Ce livre a onze ans et les choses ont beaucoup évolué depuis, mais pas forcément pour faciliter la vie des femmes. Car depuis, on demande certes moins aux femmes de se cantonner au rôle de maîtresse de maison, mais finalement pour mieux exceller dans tous les domaines : en tant que maîtresse de maison, mère, épouse/compagne, professionnelle, amante, amie, etc… Comme si, pour avoir le « droit » de vouloir plus, la femme devait se justifier d’être excellente dans ce qu’elle accomplit, de s’assurer que sa démarche ne lésera personne. What the f*ck ? Demande-t-on la même chose aux hommes ? Pourquoi est-ce ainsi ? (Pas qu’on devrait leur exiger la même chose non, mais plutôt qu’est-ce que cela nous dit de notre fonctionnement, de la société, de ne pas exiger la même chose d’eux, pourquoi cette différence ?).

Les femmes s’affirment et expriment leurs besoins, leurs limites, leurs envies et leur ras-le-bol aussi. Les langues se sont déliées, sur des sujets comme l’égalité salariale et face au recrutement, la charge mentale et la dépression mais aussi sur les violences sexuelles (#metoo). Et pourtant, combien d’entre-nous culpabilisons (au présent ou au passé), de ne pas être suffisamment présente pour les enfants, de déplaire pas nos propos ou comportements, d’être trop sensibles ou trop bossy, pas assez sexy ou trop sexy, etc.. Je ne l’exprimerai jamais aussi bien que la géniale vidéo de girls.girls.girls narrée par la non-moins brillante Cynthia Nixon :

A moins d’avoir fait un immense travail sur elle-même, la culpabilité est omniprésente chez la femme.

> CONSIGNE
Poursuivez l'extrait ci-dessus sur la culpabilité des femmes en reprenant juste après sa dernière phrase.

> LIGNES DE DONNÉES
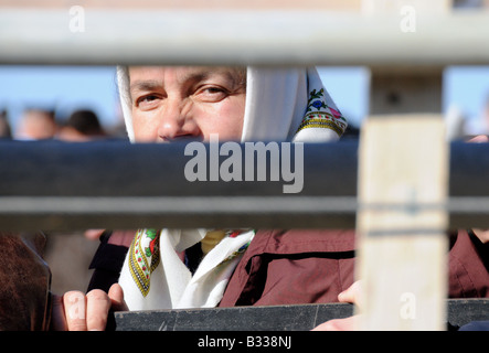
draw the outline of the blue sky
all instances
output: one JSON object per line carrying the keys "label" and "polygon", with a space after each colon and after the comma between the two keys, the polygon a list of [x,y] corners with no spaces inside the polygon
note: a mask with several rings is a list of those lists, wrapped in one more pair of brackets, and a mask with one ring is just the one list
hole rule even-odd
{"label": "blue sky", "polygon": [[[369,72],[363,67],[319,67],[338,107],[352,125],[369,109]],[[118,122],[114,67],[0,66],[0,109],[12,126],[25,107],[54,108],[60,119],[77,108],[92,108],[105,126]],[[480,116],[489,97],[489,66],[450,67],[445,72],[444,106],[456,104],[468,118]]]}

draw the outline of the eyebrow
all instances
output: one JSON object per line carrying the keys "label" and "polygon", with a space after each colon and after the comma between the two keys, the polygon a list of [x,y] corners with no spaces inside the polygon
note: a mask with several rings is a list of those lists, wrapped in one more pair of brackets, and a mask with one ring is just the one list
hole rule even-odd
{"label": "eyebrow", "polygon": [[136,81],[135,83],[130,84],[129,92],[132,93],[135,90],[153,90],[161,87],[162,83],[156,79]]}
{"label": "eyebrow", "polygon": [[[183,77],[181,77],[179,81],[181,83],[188,83],[188,82],[201,82],[205,81],[209,77],[211,77],[214,74],[223,74],[226,76],[226,78],[233,81],[234,84],[238,84],[236,82],[236,77],[233,75],[232,69],[204,69],[204,71],[195,71],[188,73]],[[136,81],[129,86],[129,93],[134,92],[146,92],[146,90],[155,90],[164,88],[164,84],[157,79],[143,79],[143,81]]]}

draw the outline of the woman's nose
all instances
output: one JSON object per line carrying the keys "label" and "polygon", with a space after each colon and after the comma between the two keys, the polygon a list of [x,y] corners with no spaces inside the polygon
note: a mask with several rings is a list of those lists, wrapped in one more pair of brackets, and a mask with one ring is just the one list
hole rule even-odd
{"label": "woman's nose", "polygon": [[192,104],[168,99],[162,110],[158,137],[163,141],[199,136],[199,127],[193,119]]}

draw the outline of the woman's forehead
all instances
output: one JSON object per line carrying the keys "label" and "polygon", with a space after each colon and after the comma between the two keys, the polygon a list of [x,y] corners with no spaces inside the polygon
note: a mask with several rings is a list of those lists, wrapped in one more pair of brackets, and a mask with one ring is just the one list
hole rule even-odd
{"label": "woman's forehead", "polygon": [[129,81],[169,81],[185,82],[189,79],[206,79],[224,77],[233,82],[246,81],[245,67],[232,66],[131,66]]}

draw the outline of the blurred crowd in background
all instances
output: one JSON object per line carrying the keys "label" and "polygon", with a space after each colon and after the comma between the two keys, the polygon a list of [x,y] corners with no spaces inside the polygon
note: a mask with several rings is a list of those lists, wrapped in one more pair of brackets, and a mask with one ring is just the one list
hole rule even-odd
{"label": "blurred crowd in background", "polygon": [[95,139],[125,139],[124,126],[107,130],[91,109],[73,111],[62,122],[54,110],[28,108],[13,130],[7,110],[0,110],[0,138],[11,140],[46,140],[85,142]]}

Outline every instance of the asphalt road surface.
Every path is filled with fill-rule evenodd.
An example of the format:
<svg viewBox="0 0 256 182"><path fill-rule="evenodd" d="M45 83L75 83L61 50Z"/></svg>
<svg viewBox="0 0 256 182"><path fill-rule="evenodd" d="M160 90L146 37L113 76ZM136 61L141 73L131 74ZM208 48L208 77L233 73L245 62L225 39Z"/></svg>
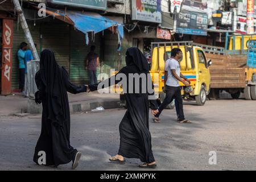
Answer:
<svg viewBox="0 0 256 182"><path fill-rule="evenodd" d="M161 123L150 121L156 169L255 170L255 101L243 100L186 104L184 112L192 124L177 123L175 110L165 110ZM125 112L71 116L71 144L83 154L77 170L141 170L137 159L127 159L122 166L109 163L118 150L118 126ZM71 169L71 164L53 168L34 163L40 126L39 115L0 118L0 170ZM210 151L217 155L216 164L209 163Z"/></svg>

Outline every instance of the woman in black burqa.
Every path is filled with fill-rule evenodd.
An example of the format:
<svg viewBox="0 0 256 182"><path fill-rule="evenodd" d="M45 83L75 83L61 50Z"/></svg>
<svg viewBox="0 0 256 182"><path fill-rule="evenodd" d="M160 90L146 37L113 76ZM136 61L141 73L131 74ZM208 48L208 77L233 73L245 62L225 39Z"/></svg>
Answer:
<svg viewBox="0 0 256 182"><path fill-rule="evenodd" d="M121 69L117 75L114 76L114 84L117 84L120 80L115 79L119 74L123 73L126 77L127 88L123 88L127 90L125 92L127 110L119 125L120 146L118 155L112 157L110 160L112 163L125 164L126 158L139 159L144 163L139 167L141 168L155 168L156 162L154 158L151 146L151 136L149 131L149 108L152 109L152 114L158 113L158 106L156 100L148 100L149 95L154 95L154 86L151 77L149 75L149 67L146 57L141 51L137 48L130 48L127 49L126 57L126 67ZM129 80L129 74L144 75L147 78L146 83L150 82L151 92L147 89L147 85L142 86L142 80L139 81L139 92L134 92L135 82ZM103 81L101 84L105 85L112 86L110 78ZM121 79L121 80L122 80ZM145 82L144 81L144 83ZM100 83L89 85L90 91L98 89ZM113 83L114 84L114 83ZM129 87L133 85L133 90L131 92ZM101 84L102 85L102 84ZM147 90L143 92L143 86L147 88ZM104 88L103 86L102 88ZM100 89L100 88L99 88Z"/></svg>
<svg viewBox="0 0 256 182"><path fill-rule="evenodd" d="M38 164L58 166L72 161L76 168L81 153L70 144L70 113L67 92L85 92L87 86L69 81L68 74L55 60L49 49L41 53L40 70L35 76L38 91L35 101L43 104L41 135L36 144L34 161ZM46 154L44 162L42 152Z"/></svg>

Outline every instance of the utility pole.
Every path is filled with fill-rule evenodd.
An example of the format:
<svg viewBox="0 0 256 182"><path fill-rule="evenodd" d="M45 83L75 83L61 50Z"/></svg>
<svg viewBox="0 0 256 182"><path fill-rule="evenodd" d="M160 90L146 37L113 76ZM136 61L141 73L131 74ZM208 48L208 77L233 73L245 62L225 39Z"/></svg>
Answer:
<svg viewBox="0 0 256 182"><path fill-rule="evenodd" d="M254 34L254 0L247 0L247 34Z"/></svg>
<svg viewBox="0 0 256 182"><path fill-rule="evenodd" d="M30 49L33 53L33 56L35 60L39 60L39 56L38 55L38 51L34 43L33 39L32 38L31 34L30 34L28 26L27 26L27 22L26 20L25 16L24 15L23 11L22 11L22 7L19 3L19 0L13 0L13 4L14 5L14 8L17 12L19 19L20 20L20 24L22 26L22 29L23 29L24 32L25 33L25 36L27 39L28 45L30 46Z"/></svg>

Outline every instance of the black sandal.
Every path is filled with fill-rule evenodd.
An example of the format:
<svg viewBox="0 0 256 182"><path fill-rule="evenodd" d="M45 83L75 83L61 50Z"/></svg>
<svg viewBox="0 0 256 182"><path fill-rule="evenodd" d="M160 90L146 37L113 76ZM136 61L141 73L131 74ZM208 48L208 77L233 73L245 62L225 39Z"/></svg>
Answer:
<svg viewBox="0 0 256 182"><path fill-rule="evenodd" d="M125 164L126 162L125 160L120 160L118 159L115 158L115 157L112 157L112 158L109 159L109 161L110 161L112 163L117 164Z"/></svg>
<svg viewBox="0 0 256 182"><path fill-rule="evenodd" d="M157 165L156 164L152 165L149 165L147 163L139 165L139 167L141 168L147 168L147 169L155 169Z"/></svg>
<svg viewBox="0 0 256 182"><path fill-rule="evenodd" d="M160 123L160 121L161 121L161 119L160 118L153 118L153 122L154 123Z"/></svg>

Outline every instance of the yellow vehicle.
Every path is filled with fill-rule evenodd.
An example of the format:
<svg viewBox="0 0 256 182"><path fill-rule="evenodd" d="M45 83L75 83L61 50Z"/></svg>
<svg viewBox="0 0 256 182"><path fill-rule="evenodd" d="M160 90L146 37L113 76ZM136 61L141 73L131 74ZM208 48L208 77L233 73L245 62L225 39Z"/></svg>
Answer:
<svg viewBox="0 0 256 182"><path fill-rule="evenodd" d="M207 59L203 49L195 46L192 42L152 43L151 47L151 74L155 85L155 92L158 94L161 101L165 97L163 89L164 86L166 61L171 58L172 48L179 48L183 53L183 58L180 62L181 73L191 82L189 88L180 83L182 88L181 94L185 100L195 100L197 105L204 105L210 91L209 67L212 61ZM172 109L174 105L172 103L168 107Z"/></svg>
<svg viewBox="0 0 256 182"><path fill-rule="evenodd" d="M227 35L225 48L197 44L212 61L210 99L225 91L234 99L243 93L256 100L255 40L255 35Z"/></svg>
<svg viewBox="0 0 256 182"><path fill-rule="evenodd" d="M157 42L152 43L152 64L150 74L155 86L156 98L162 102L165 98L164 66L166 61L171 57L171 51L174 48L179 48L183 53L180 62L181 73L188 78L191 86L187 88L180 82L181 94L184 100L195 100L196 104L203 106L205 104L210 91L210 76L209 67L211 60L208 60L203 49L194 46L192 42ZM117 72L113 73L116 74ZM115 92L122 93L122 86L115 85ZM126 103L123 94L120 95L121 105ZM174 109L174 101L167 107Z"/></svg>

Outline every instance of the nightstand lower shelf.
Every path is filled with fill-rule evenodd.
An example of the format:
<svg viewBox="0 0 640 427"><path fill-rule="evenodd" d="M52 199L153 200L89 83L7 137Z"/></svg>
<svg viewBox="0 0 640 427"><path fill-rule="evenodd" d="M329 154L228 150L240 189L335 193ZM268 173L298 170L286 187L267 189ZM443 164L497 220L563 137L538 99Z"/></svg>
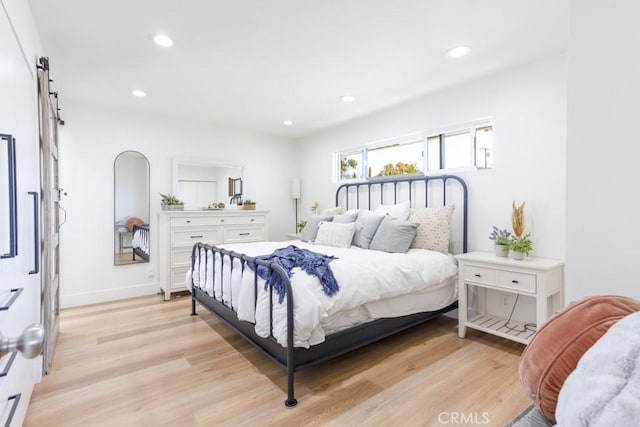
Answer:
<svg viewBox="0 0 640 427"><path fill-rule="evenodd" d="M509 321L509 327L517 329L509 329L505 325L507 319L493 316L491 314L478 314L467 321L467 327L477 329L482 332L488 332L490 334L497 335L502 338L507 338L513 341L517 341L522 344L528 344L529 339L533 336L535 331L525 330L524 323ZM522 332L521 332L522 331Z"/></svg>

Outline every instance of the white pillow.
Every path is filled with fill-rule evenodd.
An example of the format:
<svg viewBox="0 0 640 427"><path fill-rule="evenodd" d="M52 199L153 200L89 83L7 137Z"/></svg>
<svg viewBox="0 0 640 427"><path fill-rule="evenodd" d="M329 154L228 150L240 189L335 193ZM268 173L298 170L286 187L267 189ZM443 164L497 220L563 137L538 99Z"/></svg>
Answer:
<svg viewBox="0 0 640 427"><path fill-rule="evenodd" d="M412 210L409 221L417 222L420 226L411 247L448 253L453 209L453 206L441 206Z"/></svg>
<svg viewBox="0 0 640 427"><path fill-rule="evenodd" d="M321 216L333 216L333 215L340 215L344 213L344 206L336 206L335 208L327 208L327 209L323 209L322 212L320 212Z"/></svg>
<svg viewBox="0 0 640 427"><path fill-rule="evenodd" d="M362 228L362 225L357 222L340 224L322 221L318 225L318 234L314 243L316 245L348 248L351 246L353 235L360 228Z"/></svg>
<svg viewBox="0 0 640 427"><path fill-rule="evenodd" d="M394 218L406 221L409 218L409 201L398 203L397 205L380 205L374 210L380 215L389 215Z"/></svg>

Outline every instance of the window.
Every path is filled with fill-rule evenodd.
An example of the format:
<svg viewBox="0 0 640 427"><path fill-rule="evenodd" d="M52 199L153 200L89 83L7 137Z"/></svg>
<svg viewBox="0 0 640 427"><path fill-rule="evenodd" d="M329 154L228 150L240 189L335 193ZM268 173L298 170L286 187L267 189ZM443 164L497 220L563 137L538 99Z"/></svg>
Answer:
<svg viewBox="0 0 640 427"><path fill-rule="evenodd" d="M422 140L367 150L367 178L422 172Z"/></svg>
<svg viewBox="0 0 640 427"><path fill-rule="evenodd" d="M471 122L443 132L421 132L337 153L339 180L422 171L493 167L493 126Z"/></svg>

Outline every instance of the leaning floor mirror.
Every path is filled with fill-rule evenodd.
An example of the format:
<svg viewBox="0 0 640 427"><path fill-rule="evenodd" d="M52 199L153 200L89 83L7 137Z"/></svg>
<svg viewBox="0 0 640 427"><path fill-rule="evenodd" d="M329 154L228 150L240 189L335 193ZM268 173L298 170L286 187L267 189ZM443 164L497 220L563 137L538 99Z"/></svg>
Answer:
<svg viewBox="0 0 640 427"><path fill-rule="evenodd" d="M149 161L124 151L114 162L114 264L149 262Z"/></svg>

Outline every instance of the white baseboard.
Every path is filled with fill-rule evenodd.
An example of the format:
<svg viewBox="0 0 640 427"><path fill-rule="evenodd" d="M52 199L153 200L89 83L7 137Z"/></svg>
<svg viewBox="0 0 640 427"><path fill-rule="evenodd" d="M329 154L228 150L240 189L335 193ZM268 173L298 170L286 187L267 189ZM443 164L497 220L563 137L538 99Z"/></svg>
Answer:
<svg viewBox="0 0 640 427"><path fill-rule="evenodd" d="M60 294L60 308L77 307L80 305L97 304L100 302L116 301L119 299L140 297L157 294L160 283L145 283L122 288L101 289L98 291L78 292L75 294Z"/></svg>

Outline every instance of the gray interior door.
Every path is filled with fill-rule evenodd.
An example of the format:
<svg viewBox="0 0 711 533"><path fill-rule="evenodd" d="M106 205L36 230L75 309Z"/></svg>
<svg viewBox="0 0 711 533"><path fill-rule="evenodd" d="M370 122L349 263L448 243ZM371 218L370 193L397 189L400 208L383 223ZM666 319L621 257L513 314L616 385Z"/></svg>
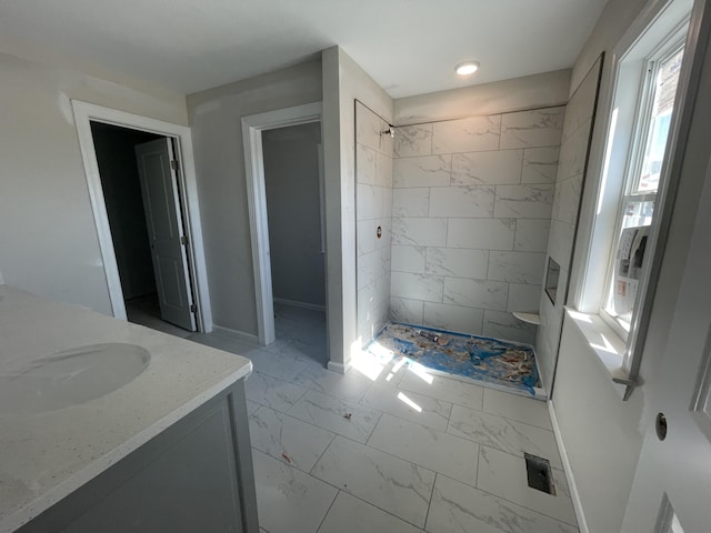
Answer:
<svg viewBox="0 0 711 533"><path fill-rule="evenodd" d="M138 144L136 158L161 318L196 331L187 240L180 215L178 170L171 165L176 161L172 141L164 138Z"/></svg>

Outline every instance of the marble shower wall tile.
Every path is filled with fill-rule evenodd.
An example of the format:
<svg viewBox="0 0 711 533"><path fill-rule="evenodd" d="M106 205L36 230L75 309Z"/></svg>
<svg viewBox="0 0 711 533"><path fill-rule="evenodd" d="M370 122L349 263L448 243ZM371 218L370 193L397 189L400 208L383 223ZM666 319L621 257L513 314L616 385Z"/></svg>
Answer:
<svg viewBox="0 0 711 533"><path fill-rule="evenodd" d="M388 122L356 105L358 331L363 341L389 320L393 140ZM378 228L381 237L377 237Z"/></svg>
<svg viewBox="0 0 711 533"><path fill-rule="evenodd" d="M497 218L550 219L555 185L497 185Z"/></svg>
<svg viewBox="0 0 711 533"><path fill-rule="evenodd" d="M424 247L392 247L392 272L410 272L423 274L425 272L427 248ZM428 272L439 273L439 272Z"/></svg>
<svg viewBox="0 0 711 533"><path fill-rule="evenodd" d="M450 219L447 247L511 250L515 219Z"/></svg>
<svg viewBox="0 0 711 533"><path fill-rule="evenodd" d="M544 262L544 253L491 251L488 278L509 283L540 284Z"/></svg>
<svg viewBox="0 0 711 533"><path fill-rule="evenodd" d="M395 322L422 324L424 302L404 298L390 298L390 316Z"/></svg>
<svg viewBox="0 0 711 533"><path fill-rule="evenodd" d="M451 174L451 155L395 159L392 163L392 187L449 187Z"/></svg>
<svg viewBox="0 0 711 533"><path fill-rule="evenodd" d="M432 153L499 150L501 115L434 122Z"/></svg>
<svg viewBox="0 0 711 533"><path fill-rule="evenodd" d="M447 219L395 218L392 220L392 243L443 247L447 244Z"/></svg>
<svg viewBox="0 0 711 533"><path fill-rule="evenodd" d="M394 189L392 191L393 217L429 217L430 189L427 187Z"/></svg>
<svg viewBox="0 0 711 533"><path fill-rule="evenodd" d="M510 312L537 311L563 119L558 107L398 128L391 320L534 339Z"/></svg>
<svg viewBox="0 0 711 533"><path fill-rule="evenodd" d="M548 234L551 229L549 219L518 219L513 250L517 252L545 252Z"/></svg>
<svg viewBox="0 0 711 533"><path fill-rule="evenodd" d="M493 187L430 189L430 217L487 218L493 214Z"/></svg>
<svg viewBox="0 0 711 533"><path fill-rule="evenodd" d="M523 153L523 150L454 153L452 155L452 184L520 183ZM555 181L554 171L552 181Z"/></svg>
<svg viewBox="0 0 711 533"><path fill-rule="evenodd" d="M559 147L523 150L521 183L555 183L559 158Z"/></svg>
<svg viewBox="0 0 711 533"><path fill-rule="evenodd" d="M508 283L465 278L444 279L444 303L505 311L508 299Z"/></svg>
<svg viewBox="0 0 711 533"><path fill-rule="evenodd" d="M483 335L533 344L535 326L521 322L511 313L484 311Z"/></svg>
<svg viewBox="0 0 711 533"><path fill-rule="evenodd" d="M501 117L500 148L560 145L564 115L564 107L505 113Z"/></svg>
<svg viewBox="0 0 711 533"><path fill-rule="evenodd" d="M356 183L379 184L375 167L377 154L378 152L372 148L360 142L356 143Z"/></svg>
<svg viewBox="0 0 711 533"><path fill-rule="evenodd" d="M392 272L390 274L390 295L392 296L441 302L443 288L444 280L440 275L408 272Z"/></svg>
<svg viewBox="0 0 711 533"><path fill-rule="evenodd" d="M539 301L542 293L543 288L541 285L511 283L509 284L509 302L507 304L507 311L538 313Z"/></svg>
<svg viewBox="0 0 711 533"><path fill-rule="evenodd" d="M399 125L395 128L395 158L412 158L432 153L432 124Z"/></svg>
<svg viewBox="0 0 711 533"><path fill-rule="evenodd" d="M422 325L481 335L484 312L481 309L452 305L450 303L424 302Z"/></svg>
<svg viewBox="0 0 711 533"><path fill-rule="evenodd" d="M489 250L428 248L424 271L453 278L487 279Z"/></svg>

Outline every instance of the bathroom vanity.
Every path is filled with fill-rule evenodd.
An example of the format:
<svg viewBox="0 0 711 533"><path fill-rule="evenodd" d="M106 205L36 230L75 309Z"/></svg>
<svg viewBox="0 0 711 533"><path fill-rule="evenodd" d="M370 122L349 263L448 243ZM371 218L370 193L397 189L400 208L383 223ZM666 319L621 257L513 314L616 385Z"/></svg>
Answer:
<svg viewBox="0 0 711 533"><path fill-rule="evenodd" d="M0 285L0 532L257 533L251 370Z"/></svg>

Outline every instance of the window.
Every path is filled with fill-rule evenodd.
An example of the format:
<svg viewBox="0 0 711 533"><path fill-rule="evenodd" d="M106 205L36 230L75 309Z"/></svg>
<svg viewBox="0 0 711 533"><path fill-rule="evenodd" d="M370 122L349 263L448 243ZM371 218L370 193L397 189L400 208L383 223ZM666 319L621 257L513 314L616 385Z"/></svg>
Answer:
<svg viewBox="0 0 711 533"><path fill-rule="evenodd" d="M632 323L642 271L649 263L645 258L651 255L647 243L654 220L682 58L682 43L668 39L652 57L637 62L644 76L637 90L633 128L628 133L629 150L623 180L620 180L622 194L600 313L623 338ZM630 103L628 99L627 104Z"/></svg>

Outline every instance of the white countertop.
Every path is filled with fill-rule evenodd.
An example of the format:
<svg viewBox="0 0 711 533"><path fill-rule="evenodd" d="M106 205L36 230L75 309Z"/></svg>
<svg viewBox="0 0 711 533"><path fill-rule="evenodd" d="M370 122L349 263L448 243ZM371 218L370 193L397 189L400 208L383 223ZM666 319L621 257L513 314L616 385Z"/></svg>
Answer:
<svg viewBox="0 0 711 533"><path fill-rule="evenodd" d="M144 348L149 366L96 400L0 411L0 532L11 532L250 374L240 355L0 285L0 373L94 343Z"/></svg>

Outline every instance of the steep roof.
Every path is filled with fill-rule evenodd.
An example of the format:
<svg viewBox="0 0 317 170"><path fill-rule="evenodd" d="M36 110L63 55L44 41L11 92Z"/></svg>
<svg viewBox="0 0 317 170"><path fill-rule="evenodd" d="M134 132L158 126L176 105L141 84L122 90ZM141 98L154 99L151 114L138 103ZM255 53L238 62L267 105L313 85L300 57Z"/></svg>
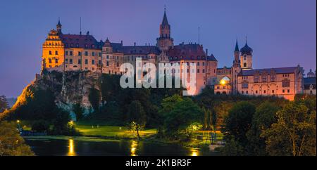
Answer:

> RÉPONSE CI-DESSOUS
Et les rares fois où ce n’est pas le cas, les jugements à son encontre seront implacables : mauvaise mère, mauvaise épouse, fille facile… Je m’arrête là. On apprend aux femmes depuis la nuit des temps à se définir en fonction de leurs rapports aux autres. A partir du moment où elles prennent conscience que ce fonctionnement leur est délétère à long terme, elles vont s’efforcer de prendre soin d’elles aussi, tout en bataillant avec la culpabilité de ne pas se faire passer en dernier. Alors comment travailler sur ce sentiment de culpabilité, le déminer et s’alléger de ce poids/souffrance ?

Culpabilité saine vs. culpabilité « morbide »

La culpabilité c’est en quelque sorte la boussole, le baromètre, de notre morale personnelle. Cette dernière est le fruit de l’intériorisation des règles de fonctionnement de la société (lois, règles de bonnes conduites), mais aussi des règles que l’on s’impose à soi-même, et qui proviennent d’autres sources, la famille, la religion, les amis, notre propre sensibilité, etc… Ainsi quand on se sent coupable, c’est notre boussole qui nous indique qu’on aurait transgressé une de nos lois personnelles, et causé du tort à quelqu’un. Quel est l’objectif ? De signifier que l’on est conscient d’avoir porté atteinte à quelqu’un, que l’on reconnaît sa faute et que l’on cherche à se faire pardonner. En soi rien de malsain bien au contraire !

Le problème commence au niveau de ce que Thalmann appelle la culpabilité « morbide ». Et les profils perfectionnistes sont les plus susceptibles d’y être confrontés. Cette culpabilité est auto-alimentée, sans réelle victime, à part éventuellement celle ou celui qui se l’inflige : ce n’est jamais suffisant. Se sentir coupable de laisser son enfant à la crèche (alors que lui y passe un super moment) ; se sentir coupable de travailler tard (même si on adore son travail) ; se sentir coupable de vouloir prendre soin de soi (alors que l’on sait que si on le fait pas on ne pourra pas continuer à fonctionner en bonne santé), etc… Est-ce que ce sont vraiment des culpabilités « justifiées » ? Est-on sur.e.s de causer du tort ? Et, combien même cela serait le cas, en est-on responsable ?

La culpabilité est un moyen de se rendre responsable des autres, et donc in extenso, de contrôler la situation (à défaut de les contrôler eux).

La culpabilité est souvent une activité très solitaire, on rumine dans sa tête (si j’avais, si je faisais… alors …) ; sauf que si on en parlait à quelqu’un on se rendrait vite compte du peu de réalisme de nos scénarios, et de la limite de notre influence, de notre pouvoir. On s’auto-convainc d’avoir plus de pouvoir sur les situations que la réalité.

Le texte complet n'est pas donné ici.